* Esercizio assegnato
Ricopi fedelmente, dal brano sul ricongiungimento familiare, il tratto che va da "L’art. 5, comma 5, del" fino a "testo unico immigrazione.".

* Brano da leggere
========

L’art. 5, comma 5, del testo unico immigrazione, prevede che
nell’adottare il provvedimento di rifiuto, revoca o diniego di rinnovo
del permesso di soggiorno “dello straniero che ha esercitato il diritto
al ricongiungimento familiare, ovvero del familiare ricongiunto” si
tiene conto anche della natura e dell’effettività dei vincoli familiari
dell’interessato e dell’esistenza di legami familiari e sociali con il
suo Paese di origine, nonché della durata del suo soggiorno nel
territorio italiano. In tal modo, gli stranieri che sono presenti in
Italia in virtù di un provvedimento di ricongiungimento familiare
possono godere di una tutela rafforzata, che li pone al riparo
dall’applicazione automatica di misure capaci di compromettere la loro
permanenza nel territorio, in caso di condanna per i reati indicati
dall’art. 4, comma 3, del testo unico immigrazione.
Tale tutela rafforzata, che impone all’amministrazione di valutare in
concreto la situazione dell’interessato, tenendo conto tanto della sua
pericolosità per la sicurezza e l’ordine pubblico, quanto della durata
del suo soggiorno e dei suoi legami familiari e sociali, non si estende –
secondo quanto disposto dall’art. 5, comma 5 – nei confronti di coloro
che, pur trovandosi nelle condizioni sostanziali per ottenere il
ricongiungimento familiare, non hanno fatto richiesta del relativo
provvedimento formale e, dunque, non hanno “esercitato il diritto al
ricongiungimento familiare” ai sensi della disposizione impugnata. Nei
loro confronti, pertanto, si dovrebbe applicare un automatismo, che
impone alla pubblica autorità di procedere senz’altro al rifiuto del
rilascio, alla revoca o al diniego del rinnovo del permesso di
soggiorno, qualora i richiedenti risultino condannati, con sentenza
anche non definitiva, per i reati previsti dall’art. 4, comma 3.

========

* Materiale fornito
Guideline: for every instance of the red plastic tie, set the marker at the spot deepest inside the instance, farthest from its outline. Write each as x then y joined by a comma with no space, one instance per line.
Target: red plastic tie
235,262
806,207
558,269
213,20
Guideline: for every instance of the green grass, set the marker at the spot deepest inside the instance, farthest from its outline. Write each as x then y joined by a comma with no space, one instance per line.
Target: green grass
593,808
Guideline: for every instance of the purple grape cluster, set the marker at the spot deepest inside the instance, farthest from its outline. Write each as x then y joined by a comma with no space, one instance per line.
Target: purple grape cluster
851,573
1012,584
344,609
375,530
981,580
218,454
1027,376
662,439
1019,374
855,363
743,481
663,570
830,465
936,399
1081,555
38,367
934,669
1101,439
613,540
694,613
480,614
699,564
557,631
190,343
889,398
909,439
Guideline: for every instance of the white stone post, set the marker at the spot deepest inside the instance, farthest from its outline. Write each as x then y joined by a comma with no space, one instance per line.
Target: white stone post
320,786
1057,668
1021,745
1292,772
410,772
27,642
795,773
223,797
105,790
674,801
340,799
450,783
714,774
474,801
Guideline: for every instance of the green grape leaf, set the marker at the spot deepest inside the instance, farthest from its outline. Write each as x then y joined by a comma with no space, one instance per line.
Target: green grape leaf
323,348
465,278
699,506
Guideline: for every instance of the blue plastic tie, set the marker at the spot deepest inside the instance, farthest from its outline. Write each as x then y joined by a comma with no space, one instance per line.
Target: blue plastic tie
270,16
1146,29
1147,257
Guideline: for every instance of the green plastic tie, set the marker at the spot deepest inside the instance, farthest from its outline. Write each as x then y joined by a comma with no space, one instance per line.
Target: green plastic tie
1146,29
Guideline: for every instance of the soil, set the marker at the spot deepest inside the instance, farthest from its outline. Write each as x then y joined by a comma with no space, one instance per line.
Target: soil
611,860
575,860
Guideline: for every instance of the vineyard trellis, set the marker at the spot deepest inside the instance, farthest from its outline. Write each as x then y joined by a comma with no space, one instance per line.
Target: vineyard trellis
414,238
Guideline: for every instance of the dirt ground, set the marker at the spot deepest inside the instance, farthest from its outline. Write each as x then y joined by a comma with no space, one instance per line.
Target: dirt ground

========

* Soluzione proposta
L’art. 5, comma 5, del testo unico immigrazione, prevede che
nell’adottare il provvedimento di rifiuto, revoca o diniego di rinnovo
del permesso di soggiorno “dello straniero che ha esercitato il diritto
al ricongiungimento familiare, ovvero del familiare ricongiunto” si
tiene conto anche della natura e dell’effettività dei vincoli familiari
dell’interessato e dell’esistenza di legami familiari e sociali con il
suo Paese di origine, nonché della durata del suo soggiorno nel
territorio italiano. In tal modo, gli stranieri che sono presenti in
Italia in virtù di un provvedimento di ricongiungimento familiare
possono godere di una tutela rafforzata, che li pone al riparo
dall’applicazione automatica di misure capaci di compromettere la loro
permanenza nel territorio, in caso di condanna per i reati indicati
dall’art. 4, comma 3, del testo unico immigrazione.